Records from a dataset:

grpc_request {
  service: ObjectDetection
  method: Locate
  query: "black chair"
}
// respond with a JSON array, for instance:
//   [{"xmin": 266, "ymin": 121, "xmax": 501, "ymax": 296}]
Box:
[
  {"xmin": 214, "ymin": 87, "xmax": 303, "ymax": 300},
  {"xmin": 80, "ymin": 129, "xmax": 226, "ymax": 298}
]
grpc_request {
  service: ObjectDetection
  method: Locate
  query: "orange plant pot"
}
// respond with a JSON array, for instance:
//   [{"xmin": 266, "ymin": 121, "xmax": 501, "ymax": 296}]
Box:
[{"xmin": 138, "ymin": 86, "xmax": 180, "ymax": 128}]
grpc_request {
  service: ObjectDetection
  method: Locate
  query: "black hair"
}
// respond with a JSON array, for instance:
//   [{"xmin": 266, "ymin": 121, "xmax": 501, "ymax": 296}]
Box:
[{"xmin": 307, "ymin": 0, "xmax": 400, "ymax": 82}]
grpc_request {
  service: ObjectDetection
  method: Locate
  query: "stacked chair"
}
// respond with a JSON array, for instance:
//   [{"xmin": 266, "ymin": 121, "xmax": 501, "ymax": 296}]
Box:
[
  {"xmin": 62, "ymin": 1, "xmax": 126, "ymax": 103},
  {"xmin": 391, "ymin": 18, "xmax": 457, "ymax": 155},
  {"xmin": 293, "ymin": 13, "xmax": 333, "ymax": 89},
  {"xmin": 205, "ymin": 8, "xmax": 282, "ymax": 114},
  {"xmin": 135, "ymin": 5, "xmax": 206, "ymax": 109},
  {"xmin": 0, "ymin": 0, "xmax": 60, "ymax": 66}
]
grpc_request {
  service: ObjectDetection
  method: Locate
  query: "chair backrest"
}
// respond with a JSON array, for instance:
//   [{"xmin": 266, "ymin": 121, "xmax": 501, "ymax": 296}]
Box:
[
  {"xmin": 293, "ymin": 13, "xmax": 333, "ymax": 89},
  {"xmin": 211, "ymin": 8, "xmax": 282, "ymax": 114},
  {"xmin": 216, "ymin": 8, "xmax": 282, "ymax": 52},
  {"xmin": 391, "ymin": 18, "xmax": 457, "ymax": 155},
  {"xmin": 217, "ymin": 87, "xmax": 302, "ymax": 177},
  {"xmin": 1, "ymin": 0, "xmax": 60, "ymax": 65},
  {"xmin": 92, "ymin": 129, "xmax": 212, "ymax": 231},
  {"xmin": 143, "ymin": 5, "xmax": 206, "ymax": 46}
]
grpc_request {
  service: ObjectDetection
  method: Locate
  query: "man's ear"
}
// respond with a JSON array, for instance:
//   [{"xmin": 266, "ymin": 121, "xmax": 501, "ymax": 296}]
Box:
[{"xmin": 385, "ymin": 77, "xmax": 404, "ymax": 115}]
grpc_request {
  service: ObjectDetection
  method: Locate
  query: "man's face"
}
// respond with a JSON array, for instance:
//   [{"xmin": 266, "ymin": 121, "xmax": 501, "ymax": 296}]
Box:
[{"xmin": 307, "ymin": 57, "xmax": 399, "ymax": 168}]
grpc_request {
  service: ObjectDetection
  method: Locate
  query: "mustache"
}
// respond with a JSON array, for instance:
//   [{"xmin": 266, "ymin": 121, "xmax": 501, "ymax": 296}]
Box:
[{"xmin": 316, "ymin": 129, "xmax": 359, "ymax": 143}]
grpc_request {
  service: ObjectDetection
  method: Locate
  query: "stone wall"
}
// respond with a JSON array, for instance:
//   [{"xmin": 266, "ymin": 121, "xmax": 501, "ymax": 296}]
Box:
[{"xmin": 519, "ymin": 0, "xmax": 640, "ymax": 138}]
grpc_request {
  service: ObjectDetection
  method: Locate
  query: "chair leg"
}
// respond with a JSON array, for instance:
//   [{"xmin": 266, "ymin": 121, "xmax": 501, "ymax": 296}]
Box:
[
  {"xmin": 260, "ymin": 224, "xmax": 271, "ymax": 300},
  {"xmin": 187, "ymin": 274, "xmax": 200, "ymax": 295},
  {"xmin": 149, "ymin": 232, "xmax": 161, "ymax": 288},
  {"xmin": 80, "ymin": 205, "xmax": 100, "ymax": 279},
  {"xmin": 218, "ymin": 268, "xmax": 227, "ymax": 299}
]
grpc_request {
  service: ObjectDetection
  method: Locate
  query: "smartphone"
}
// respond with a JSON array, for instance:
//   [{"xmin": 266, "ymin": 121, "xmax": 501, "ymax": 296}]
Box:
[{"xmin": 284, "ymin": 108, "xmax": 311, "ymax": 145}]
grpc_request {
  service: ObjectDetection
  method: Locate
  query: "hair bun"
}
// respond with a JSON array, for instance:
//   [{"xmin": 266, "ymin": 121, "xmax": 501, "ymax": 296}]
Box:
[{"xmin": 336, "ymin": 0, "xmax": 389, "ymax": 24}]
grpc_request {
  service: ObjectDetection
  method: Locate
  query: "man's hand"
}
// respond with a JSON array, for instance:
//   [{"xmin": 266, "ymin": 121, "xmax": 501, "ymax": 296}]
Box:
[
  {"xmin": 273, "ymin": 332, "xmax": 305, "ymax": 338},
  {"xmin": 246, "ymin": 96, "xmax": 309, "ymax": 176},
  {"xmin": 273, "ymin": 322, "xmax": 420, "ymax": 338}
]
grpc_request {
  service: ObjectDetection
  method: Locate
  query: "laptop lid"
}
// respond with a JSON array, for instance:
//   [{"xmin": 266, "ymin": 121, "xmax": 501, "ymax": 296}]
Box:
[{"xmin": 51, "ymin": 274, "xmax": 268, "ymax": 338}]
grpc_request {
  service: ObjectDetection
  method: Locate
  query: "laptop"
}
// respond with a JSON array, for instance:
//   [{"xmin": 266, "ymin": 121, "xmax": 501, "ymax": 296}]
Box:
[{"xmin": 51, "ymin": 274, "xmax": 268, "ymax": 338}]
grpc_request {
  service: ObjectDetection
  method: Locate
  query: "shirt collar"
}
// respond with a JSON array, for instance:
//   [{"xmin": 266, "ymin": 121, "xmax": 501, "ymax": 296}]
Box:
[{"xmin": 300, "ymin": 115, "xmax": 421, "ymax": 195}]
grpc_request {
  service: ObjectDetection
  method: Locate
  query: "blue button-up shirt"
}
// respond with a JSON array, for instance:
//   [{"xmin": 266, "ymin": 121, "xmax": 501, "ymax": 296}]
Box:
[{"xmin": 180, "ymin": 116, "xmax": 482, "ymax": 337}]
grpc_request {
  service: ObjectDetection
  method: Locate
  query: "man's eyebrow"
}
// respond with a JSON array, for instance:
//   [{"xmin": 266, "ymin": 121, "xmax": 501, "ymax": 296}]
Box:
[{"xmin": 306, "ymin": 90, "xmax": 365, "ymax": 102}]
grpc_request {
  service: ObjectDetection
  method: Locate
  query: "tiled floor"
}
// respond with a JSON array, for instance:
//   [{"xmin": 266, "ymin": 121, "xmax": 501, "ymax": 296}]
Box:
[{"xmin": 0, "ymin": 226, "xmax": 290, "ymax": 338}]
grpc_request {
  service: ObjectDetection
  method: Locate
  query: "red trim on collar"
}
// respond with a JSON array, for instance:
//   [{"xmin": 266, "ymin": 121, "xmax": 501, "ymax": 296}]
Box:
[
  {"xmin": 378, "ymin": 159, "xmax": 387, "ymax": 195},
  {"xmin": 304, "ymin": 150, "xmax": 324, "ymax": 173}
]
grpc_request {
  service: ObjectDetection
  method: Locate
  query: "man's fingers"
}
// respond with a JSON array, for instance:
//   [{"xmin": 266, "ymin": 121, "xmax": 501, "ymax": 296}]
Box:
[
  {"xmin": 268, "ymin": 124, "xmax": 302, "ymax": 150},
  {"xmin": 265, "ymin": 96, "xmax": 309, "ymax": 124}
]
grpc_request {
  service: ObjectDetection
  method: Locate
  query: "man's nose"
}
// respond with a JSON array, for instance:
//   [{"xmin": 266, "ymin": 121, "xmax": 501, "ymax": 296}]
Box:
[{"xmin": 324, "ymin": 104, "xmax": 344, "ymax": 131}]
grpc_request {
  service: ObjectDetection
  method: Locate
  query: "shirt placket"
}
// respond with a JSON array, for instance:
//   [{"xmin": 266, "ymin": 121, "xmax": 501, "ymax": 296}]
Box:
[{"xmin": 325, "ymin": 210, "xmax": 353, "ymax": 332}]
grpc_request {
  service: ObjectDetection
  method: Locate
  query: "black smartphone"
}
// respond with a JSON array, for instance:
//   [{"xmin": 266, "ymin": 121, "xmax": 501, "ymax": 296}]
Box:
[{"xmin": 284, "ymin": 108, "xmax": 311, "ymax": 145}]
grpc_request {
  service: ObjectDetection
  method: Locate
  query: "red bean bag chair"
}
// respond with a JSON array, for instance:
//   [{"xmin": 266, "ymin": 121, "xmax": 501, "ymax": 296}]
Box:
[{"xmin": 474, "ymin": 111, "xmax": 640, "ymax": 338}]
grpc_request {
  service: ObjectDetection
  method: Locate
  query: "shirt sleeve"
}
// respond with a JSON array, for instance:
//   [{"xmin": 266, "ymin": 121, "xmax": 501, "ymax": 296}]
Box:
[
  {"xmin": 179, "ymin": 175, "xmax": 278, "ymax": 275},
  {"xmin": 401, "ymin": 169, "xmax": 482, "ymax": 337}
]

▶ _DIRECTION_
Pick out each line in the data above that contains the word "smartphone", and copy those lines out in full.

▶ _SOLUTION FOR THIS EXERCISE_
  query: "smartphone"
  query: "black smartphone"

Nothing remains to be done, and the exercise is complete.